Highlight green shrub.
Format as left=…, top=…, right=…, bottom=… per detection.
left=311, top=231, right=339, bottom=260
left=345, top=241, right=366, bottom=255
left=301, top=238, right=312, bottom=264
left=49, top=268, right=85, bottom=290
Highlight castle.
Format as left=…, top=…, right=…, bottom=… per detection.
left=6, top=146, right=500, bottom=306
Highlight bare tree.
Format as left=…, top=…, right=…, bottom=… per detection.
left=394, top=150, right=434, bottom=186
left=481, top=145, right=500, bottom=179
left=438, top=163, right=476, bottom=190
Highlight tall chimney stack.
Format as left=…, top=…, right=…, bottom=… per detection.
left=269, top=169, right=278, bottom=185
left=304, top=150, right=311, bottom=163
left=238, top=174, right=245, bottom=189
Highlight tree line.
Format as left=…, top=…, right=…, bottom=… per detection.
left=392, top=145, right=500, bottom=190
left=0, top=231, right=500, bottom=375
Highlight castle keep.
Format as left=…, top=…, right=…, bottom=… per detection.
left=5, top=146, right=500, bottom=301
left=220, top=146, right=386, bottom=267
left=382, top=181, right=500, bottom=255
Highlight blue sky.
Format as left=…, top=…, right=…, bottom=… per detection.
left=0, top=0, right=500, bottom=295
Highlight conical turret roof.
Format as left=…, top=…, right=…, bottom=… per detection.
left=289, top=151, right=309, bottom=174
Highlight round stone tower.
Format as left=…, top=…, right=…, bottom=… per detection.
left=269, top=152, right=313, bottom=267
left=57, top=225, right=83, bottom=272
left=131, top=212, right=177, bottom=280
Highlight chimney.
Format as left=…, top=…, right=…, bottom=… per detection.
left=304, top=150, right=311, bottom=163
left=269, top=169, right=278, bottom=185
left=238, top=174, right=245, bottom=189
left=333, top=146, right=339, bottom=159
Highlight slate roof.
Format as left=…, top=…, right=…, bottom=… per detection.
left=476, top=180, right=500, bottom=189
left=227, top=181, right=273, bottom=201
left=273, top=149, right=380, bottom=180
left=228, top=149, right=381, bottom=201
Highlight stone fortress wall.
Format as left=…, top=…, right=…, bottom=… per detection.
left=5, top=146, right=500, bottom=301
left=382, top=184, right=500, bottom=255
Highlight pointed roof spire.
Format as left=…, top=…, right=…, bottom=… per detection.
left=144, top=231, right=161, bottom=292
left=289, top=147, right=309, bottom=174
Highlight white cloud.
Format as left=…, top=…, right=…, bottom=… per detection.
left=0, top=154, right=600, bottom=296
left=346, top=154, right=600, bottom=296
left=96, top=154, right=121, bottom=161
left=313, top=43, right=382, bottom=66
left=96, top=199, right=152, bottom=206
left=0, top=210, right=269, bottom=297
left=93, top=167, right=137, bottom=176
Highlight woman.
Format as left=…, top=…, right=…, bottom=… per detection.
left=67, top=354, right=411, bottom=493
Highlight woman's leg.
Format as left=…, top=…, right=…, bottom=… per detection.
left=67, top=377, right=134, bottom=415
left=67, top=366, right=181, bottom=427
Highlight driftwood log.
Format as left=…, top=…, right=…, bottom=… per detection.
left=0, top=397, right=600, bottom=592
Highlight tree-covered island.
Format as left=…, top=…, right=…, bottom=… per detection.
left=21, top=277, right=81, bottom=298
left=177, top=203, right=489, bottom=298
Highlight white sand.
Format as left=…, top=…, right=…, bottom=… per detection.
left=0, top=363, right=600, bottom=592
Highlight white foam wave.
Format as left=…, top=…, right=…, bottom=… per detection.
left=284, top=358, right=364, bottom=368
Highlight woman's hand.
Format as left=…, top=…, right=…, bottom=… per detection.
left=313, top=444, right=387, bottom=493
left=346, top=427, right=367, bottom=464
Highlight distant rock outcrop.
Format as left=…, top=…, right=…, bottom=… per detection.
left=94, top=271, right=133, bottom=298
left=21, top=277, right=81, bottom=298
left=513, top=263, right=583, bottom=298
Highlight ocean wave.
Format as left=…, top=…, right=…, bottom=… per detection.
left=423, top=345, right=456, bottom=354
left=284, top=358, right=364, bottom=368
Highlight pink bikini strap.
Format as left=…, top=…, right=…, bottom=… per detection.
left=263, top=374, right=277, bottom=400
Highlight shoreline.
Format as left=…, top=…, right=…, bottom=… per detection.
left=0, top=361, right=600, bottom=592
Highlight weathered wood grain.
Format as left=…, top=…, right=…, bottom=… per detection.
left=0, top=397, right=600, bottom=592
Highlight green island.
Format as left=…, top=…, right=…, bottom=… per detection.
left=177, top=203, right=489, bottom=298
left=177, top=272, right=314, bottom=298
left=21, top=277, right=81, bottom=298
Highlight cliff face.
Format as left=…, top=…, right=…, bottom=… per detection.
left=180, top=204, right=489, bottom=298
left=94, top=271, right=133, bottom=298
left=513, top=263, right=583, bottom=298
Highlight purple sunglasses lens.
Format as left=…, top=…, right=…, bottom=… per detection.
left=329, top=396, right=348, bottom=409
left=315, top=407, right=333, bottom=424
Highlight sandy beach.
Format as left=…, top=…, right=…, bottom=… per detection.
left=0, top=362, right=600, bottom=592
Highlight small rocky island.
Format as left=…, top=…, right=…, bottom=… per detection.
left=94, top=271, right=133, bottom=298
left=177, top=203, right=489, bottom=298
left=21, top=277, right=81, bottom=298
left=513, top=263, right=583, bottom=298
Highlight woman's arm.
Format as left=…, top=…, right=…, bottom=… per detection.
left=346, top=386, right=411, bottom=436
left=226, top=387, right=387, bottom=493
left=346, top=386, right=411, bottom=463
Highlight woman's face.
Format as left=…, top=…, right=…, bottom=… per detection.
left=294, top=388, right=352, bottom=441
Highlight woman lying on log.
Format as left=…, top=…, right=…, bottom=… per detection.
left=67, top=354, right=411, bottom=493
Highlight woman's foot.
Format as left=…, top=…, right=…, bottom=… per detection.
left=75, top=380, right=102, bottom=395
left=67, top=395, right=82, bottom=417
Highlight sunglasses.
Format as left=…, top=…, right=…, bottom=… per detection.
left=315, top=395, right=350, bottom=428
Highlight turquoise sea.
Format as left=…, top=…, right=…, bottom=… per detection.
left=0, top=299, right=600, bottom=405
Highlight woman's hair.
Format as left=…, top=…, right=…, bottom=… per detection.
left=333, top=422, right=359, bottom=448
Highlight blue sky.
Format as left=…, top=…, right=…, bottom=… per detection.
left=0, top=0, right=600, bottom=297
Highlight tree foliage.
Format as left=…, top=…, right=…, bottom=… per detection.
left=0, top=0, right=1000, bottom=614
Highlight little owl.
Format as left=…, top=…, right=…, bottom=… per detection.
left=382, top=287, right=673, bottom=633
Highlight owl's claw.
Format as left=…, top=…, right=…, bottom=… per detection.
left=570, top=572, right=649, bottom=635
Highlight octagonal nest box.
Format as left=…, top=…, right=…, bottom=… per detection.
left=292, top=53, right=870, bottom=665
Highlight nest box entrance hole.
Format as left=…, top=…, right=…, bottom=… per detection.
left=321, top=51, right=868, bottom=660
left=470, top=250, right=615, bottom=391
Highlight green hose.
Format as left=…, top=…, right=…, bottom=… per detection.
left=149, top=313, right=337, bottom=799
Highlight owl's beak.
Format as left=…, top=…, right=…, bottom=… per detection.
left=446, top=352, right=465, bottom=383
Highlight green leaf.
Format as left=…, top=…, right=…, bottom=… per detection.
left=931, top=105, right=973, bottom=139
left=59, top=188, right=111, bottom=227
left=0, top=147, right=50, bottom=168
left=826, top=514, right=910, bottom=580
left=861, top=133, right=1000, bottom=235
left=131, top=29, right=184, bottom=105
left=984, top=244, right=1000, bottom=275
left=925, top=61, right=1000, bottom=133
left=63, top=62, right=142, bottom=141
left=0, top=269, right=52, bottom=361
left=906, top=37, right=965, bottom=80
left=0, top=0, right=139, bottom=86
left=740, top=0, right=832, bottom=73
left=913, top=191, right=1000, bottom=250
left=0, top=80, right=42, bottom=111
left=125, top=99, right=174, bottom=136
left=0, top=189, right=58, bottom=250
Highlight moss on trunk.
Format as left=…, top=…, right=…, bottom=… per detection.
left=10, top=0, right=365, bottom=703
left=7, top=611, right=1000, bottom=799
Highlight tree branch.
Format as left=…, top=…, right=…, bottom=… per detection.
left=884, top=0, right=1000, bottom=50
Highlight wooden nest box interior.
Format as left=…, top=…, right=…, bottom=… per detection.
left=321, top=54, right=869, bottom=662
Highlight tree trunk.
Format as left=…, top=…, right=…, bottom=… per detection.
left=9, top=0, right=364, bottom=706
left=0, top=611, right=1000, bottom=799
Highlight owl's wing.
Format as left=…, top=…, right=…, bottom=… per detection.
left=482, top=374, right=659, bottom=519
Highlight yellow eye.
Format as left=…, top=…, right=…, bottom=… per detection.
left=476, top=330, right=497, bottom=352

* **What is required**
Convert the records from the line with "Highlight woman lying on log." up to and including the line with "left=315, top=395, right=350, bottom=428" into a two-column CSV with the header "text,answer", one row per record. Put each record's text and its answer in one quoted field each, with line breaks replaced by spaces.

* **Problem solution**
text,answer
"Highlight woman lying on log. Format as left=…, top=…, right=…, bottom=… per detection.","left=67, top=354, right=411, bottom=493"
"Highlight woman's foot. Format as left=…, top=…, right=…, bottom=… per detection.","left=75, top=380, right=102, bottom=395 left=67, top=395, right=82, bottom=417"
"Highlight sunglasses. Format as left=…, top=…, right=…, bottom=… per detection.","left=315, top=395, right=350, bottom=428"